§ PROVIDED DATA:
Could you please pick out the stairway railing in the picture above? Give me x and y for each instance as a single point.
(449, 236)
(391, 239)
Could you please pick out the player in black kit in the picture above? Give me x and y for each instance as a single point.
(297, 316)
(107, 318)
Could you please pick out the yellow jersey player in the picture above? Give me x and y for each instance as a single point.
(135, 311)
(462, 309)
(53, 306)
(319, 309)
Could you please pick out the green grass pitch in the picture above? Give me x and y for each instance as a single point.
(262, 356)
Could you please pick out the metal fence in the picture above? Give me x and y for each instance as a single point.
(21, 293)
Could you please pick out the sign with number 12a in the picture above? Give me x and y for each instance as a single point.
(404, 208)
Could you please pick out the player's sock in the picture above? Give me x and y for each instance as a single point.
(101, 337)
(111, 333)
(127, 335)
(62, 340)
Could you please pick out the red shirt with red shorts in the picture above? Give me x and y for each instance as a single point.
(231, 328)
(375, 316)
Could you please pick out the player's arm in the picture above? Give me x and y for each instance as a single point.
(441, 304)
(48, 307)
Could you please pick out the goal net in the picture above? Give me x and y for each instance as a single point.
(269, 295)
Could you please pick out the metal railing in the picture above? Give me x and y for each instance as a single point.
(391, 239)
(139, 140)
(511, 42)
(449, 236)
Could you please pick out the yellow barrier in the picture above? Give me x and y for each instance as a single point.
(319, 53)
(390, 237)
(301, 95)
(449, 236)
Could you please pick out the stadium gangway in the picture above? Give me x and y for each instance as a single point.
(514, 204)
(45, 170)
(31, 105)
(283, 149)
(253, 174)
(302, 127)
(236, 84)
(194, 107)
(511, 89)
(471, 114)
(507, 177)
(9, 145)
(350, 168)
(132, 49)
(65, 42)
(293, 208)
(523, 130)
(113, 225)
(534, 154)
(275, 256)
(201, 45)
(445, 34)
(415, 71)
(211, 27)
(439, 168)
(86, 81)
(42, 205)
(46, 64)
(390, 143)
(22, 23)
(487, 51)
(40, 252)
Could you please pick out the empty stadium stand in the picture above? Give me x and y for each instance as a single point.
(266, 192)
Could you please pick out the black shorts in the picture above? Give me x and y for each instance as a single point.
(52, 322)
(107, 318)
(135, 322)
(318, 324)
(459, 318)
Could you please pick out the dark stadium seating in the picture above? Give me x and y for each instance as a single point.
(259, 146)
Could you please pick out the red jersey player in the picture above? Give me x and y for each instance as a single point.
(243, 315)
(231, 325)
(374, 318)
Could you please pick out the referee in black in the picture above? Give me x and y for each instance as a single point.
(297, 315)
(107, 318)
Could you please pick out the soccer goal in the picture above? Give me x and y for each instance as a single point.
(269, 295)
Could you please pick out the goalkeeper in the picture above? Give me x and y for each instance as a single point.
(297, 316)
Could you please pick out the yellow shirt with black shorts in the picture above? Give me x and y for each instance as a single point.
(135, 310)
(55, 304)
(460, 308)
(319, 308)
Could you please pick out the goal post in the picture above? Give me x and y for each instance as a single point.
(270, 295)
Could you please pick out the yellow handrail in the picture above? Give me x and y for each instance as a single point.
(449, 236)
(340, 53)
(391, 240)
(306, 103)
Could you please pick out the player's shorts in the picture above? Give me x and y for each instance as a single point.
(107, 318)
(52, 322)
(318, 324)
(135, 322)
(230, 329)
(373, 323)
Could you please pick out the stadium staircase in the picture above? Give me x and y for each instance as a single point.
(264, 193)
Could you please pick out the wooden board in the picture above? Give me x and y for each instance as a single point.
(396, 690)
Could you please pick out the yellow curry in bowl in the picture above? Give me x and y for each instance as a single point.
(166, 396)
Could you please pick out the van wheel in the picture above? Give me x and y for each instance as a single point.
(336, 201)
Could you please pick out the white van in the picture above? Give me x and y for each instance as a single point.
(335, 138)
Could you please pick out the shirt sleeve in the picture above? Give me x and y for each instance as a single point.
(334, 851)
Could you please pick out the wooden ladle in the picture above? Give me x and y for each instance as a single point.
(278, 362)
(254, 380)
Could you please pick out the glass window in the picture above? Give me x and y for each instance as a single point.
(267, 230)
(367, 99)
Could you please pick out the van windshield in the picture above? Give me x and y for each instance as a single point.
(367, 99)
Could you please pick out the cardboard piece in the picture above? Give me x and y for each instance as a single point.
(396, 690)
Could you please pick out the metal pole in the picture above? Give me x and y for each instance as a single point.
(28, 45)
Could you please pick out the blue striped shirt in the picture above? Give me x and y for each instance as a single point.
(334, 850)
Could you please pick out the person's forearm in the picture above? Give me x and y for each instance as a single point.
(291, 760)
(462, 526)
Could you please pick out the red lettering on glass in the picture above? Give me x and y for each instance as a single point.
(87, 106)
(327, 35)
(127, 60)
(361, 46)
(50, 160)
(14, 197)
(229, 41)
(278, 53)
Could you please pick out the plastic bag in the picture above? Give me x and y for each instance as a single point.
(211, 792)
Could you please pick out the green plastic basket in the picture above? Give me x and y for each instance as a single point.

§ PROBLEM: Please make an exact copy of the entries, down to the last character.

§ ANSWER TO THE EXERCISE:
Could you please pick out the stairway railing in the picture above? Give me x and y for each instance as a single point.
(449, 236)
(391, 239)
Could you please pick out the player in black kit in the picture above? Give me x and y for each instance as a single point.
(297, 316)
(107, 318)
Could you please pick out the yellow jersey player in the picture above? Give me x and y for each instance as a single point.
(135, 311)
(462, 309)
(53, 306)
(319, 309)
Could you please pick out the green grass pitch in the picture above? Give me x and y for each instance as a single point.
(262, 356)
Could you please pick out the metal fence in the picture above? Give me x and y for each instance as a single point.
(21, 293)
Could you please pick out the sign with number 12a in the picture above? Give me x and y for each instance as a single point.
(404, 208)
Could you please pick out the player's sock in the picture above? Give me x and y for each instance as a single point.
(101, 337)
(111, 333)
(127, 335)
(62, 340)
Could you please pick out the red shirt with red shorts in the picture above? Give me x and y for each instance as a single point.
(231, 328)
(375, 316)
Could you please pick out the player's arm in the picture above? Give me x and y for each instance as a single point.
(441, 304)
(48, 307)
Could you please pick out the goal net in the picture above? Give me x and y for each instance as a single point.
(269, 295)
Could you please pick out the metal railing in the picture above? Give me x and y for each instance as a single point.
(391, 239)
(139, 140)
(511, 42)
(449, 236)
Could you please pick out the yellow barrier in the picture above? Give me x and y for each instance as a single point.
(319, 53)
(390, 237)
(301, 95)
(449, 236)
Could you please pick out the stadium gangway in the picture above? Give me x and y for each instance as a single point.
(514, 204)
(45, 170)
(31, 105)
(283, 149)
(253, 174)
(302, 127)
(236, 84)
(194, 107)
(511, 89)
(471, 114)
(507, 177)
(9, 145)
(350, 168)
(132, 49)
(65, 42)
(293, 208)
(523, 130)
(113, 225)
(534, 154)
(275, 256)
(201, 45)
(445, 34)
(415, 71)
(211, 27)
(439, 168)
(86, 81)
(42, 205)
(46, 64)
(390, 143)
(22, 23)
(487, 51)
(40, 252)
Could you please pick out the empty stadium stand in the picture above? Give me x and y for each instance as a single point.
(266, 192)
Could you please pick out the black shorts in the picture above? Give me x and y for each instance as a single point.
(52, 322)
(107, 318)
(135, 322)
(318, 324)
(459, 318)
Could you please pick out the dark stadium seating in the picture above? Give me x and y for each instance as a single point.
(259, 146)
Could you please pick out the red jersey player in the picture above? Give me x and y for each instance as a single point.
(243, 315)
(231, 325)
(374, 318)
Could you please pick out the referee in black in the picture above? Give me x and y for each instance as a single point.
(297, 315)
(107, 318)
Could you please pick out the soccer goal in the picture above? Give me x and y for each instance as a single point.
(269, 295)
Could you please pick out the goalkeeper in the picture above? Give me x and y for each instance as a single point.
(297, 316)
Could you please pick out the yellow shirt with black shorts in the picture above? Give me x and y for each instance as a single point.
(135, 310)
(55, 304)
(460, 308)
(319, 308)
Could you please pick out the goal post in the picture above? Give me x and y for each instance as a single point.
(270, 295)
Could you please pick out the yellow handrail in the picture above? Give me x and y for each instance as a single point.
(449, 236)
(340, 53)
(391, 240)
(306, 103)
Could you please pick out the player's shorts in the picture above? Give me x and y for each instance as a single point.
(107, 318)
(52, 322)
(318, 324)
(135, 322)
(230, 329)
(373, 323)
Could you please pick out the stadium staircase in the picture above? Give me x and y for each instance as a single point.
(264, 193)
Could you please pick out the wooden board in the picture above? Give me x and y for each instance as a single point.
(396, 690)
Could you please pick out the yellow curry in bowl in the picture above? Give me x and y for each instance as a single point.
(166, 396)
Could you please pick out the van wheel in the picture above? Give me x and y for each instance as a single point.
(336, 201)
Could you please pick out the white van in the picture above? Give me x and y for each instance as a single point.
(335, 138)
Could you please pick out the shirt sleeve in the picture above? Give me x and y for each instance as a single point.
(334, 851)
Could you please pick out the wooden ladle in the picture above? Give me x and y for each instance as a single point.
(278, 362)
(254, 380)
Could you please pick out the glass window in the picture above? Give me x and y for each instance as a single point.
(267, 230)
(367, 99)
Could you please pick out the van windshield in the picture above? Give me x and y for each instance as a single point.
(367, 99)
Could you please pick out the cardboard piece in the picture above? Give me x and y for each instance as a single point.
(396, 690)
Could you please pick out the metal pole in the picture above? Give me x and y for each instance as a single point.
(28, 45)
Could you please pick out the blue striped shirt in the picture above? Give me x and y for each instance as a single point.
(334, 850)
Could you please pick out the person's forearm in the picture above? Give me x and y for each instance as a single point.
(291, 760)
(462, 526)
Could you please pick out the red lettering on glass in the picture above? Give me x and y for each instance as a single point.
(87, 106)
(327, 35)
(127, 60)
(361, 46)
(50, 160)
(14, 197)
(229, 41)
(278, 53)
Could you please pick out the plastic bag in the picture above? Give me x and y for each instance as a single point.
(211, 792)
Could you please pick out the green plastic basket in the picture above? Give me x and y for each instance as a single point.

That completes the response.